REQUIRED TASK — Reproduce word for word the lines of the data beginning with the line that contains "the stone tower" and continuing through the line that contains "point(262, 293)", both included, but omit the pictures.

Records of point annotations —
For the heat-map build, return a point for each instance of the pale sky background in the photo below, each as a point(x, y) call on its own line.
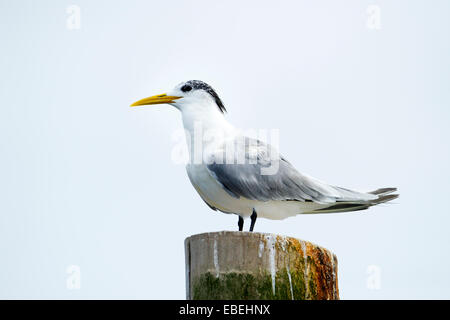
point(87, 181)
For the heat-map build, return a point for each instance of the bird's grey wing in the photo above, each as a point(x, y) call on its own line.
point(265, 176)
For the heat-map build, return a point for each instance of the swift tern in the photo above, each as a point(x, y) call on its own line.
point(235, 181)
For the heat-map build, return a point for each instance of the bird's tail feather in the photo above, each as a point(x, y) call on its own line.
point(384, 195)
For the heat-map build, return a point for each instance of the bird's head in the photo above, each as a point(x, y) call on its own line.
point(189, 94)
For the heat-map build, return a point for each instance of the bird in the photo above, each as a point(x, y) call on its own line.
point(237, 174)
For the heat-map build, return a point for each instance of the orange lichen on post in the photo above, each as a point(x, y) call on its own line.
point(242, 265)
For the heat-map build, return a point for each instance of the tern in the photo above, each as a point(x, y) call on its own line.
point(253, 179)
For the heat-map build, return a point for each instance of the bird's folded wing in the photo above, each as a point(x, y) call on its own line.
point(265, 176)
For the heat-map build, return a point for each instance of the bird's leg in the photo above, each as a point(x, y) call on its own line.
point(253, 218)
point(240, 223)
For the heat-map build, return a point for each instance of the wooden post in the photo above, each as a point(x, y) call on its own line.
point(250, 265)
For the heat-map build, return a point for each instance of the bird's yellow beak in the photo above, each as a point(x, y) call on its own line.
point(158, 99)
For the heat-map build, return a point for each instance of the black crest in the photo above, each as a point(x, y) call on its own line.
point(197, 84)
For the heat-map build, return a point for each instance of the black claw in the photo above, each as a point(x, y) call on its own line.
point(253, 219)
point(240, 223)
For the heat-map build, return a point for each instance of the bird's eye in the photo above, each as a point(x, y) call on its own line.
point(186, 88)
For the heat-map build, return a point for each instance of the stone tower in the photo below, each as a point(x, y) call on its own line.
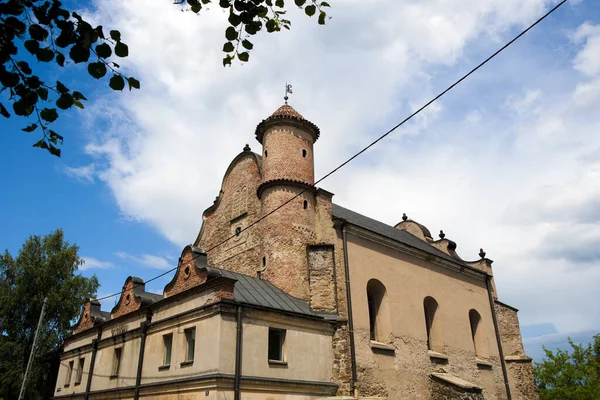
point(287, 171)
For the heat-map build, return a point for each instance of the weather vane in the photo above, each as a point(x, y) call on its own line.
point(288, 89)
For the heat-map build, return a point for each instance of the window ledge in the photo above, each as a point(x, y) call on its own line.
point(436, 355)
point(278, 363)
point(381, 346)
point(483, 363)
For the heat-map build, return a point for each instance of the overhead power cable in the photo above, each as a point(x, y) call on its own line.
point(373, 143)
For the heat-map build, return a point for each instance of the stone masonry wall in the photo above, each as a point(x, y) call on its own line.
point(237, 207)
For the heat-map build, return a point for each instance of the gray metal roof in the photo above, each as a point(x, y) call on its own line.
point(388, 231)
point(262, 293)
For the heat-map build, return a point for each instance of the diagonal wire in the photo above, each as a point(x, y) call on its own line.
point(373, 143)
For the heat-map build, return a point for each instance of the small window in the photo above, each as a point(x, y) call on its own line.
point(117, 361)
point(69, 373)
point(276, 341)
point(80, 370)
point(190, 344)
point(168, 345)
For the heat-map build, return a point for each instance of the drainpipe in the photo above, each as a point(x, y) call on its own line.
point(138, 378)
point(350, 320)
point(498, 340)
point(238, 355)
point(88, 385)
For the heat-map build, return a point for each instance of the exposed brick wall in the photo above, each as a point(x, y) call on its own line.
point(187, 275)
point(86, 321)
point(128, 302)
point(241, 254)
point(321, 278)
point(284, 160)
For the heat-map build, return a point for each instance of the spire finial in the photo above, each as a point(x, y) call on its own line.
point(288, 89)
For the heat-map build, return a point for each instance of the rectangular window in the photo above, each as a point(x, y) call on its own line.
point(168, 344)
point(276, 341)
point(80, 370)
point(69, 373)
point(117, 361)
point(190, 341)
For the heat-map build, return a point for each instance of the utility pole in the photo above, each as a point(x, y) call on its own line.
point(32, 354)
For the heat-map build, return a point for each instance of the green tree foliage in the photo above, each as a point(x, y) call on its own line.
point(570, 376)
point(45, 266)
point(34, 33)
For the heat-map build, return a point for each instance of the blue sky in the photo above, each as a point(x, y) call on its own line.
point(508, 161)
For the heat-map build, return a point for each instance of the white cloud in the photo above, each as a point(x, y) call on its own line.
point(94, 263)
point(146, 260)
point(497, 164)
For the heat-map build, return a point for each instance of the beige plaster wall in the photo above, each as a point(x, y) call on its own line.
point(307, 349)
point(408, 281)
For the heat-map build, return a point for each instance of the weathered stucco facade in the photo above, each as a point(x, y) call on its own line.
point(286, 295)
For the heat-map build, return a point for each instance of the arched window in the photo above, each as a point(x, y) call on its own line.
point(477, 334)
point(379, 324)
point(434, 330)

RESPONSE TO THE EXERCISE —
For the heat-map build, return a point for each instance of the stone tower in the photo below, each as a point(x, y) call on its own line.
point(287, 171)
For the heat-map build, return a point for each instance of the weather vane in the photo above, each as a point(x, y) call on its own line.
point(288, 89)
For the heat-map build, return a point for each instance of the window ledge in the photo above, each as a point(x, y) call on its own line.
point(436, 355)
point(278, 363)
point(381, 346)
point(483, 363)
For the heat-map build, return a point for each instance of the overhead power cable in the photo above, each as a point(x, y) call on its own line.
point(373, 143)
For the heat-map build, return a point for each instance of the stone masonry wall in the photo above, each as a point(x, y) call on its own line.
point(237, 207)
For the heat-map build, return a point for each instance of the gray metal roof in the photo above, each as a point(x, y) call on its own line.
point(388, 231)
point(262, 293)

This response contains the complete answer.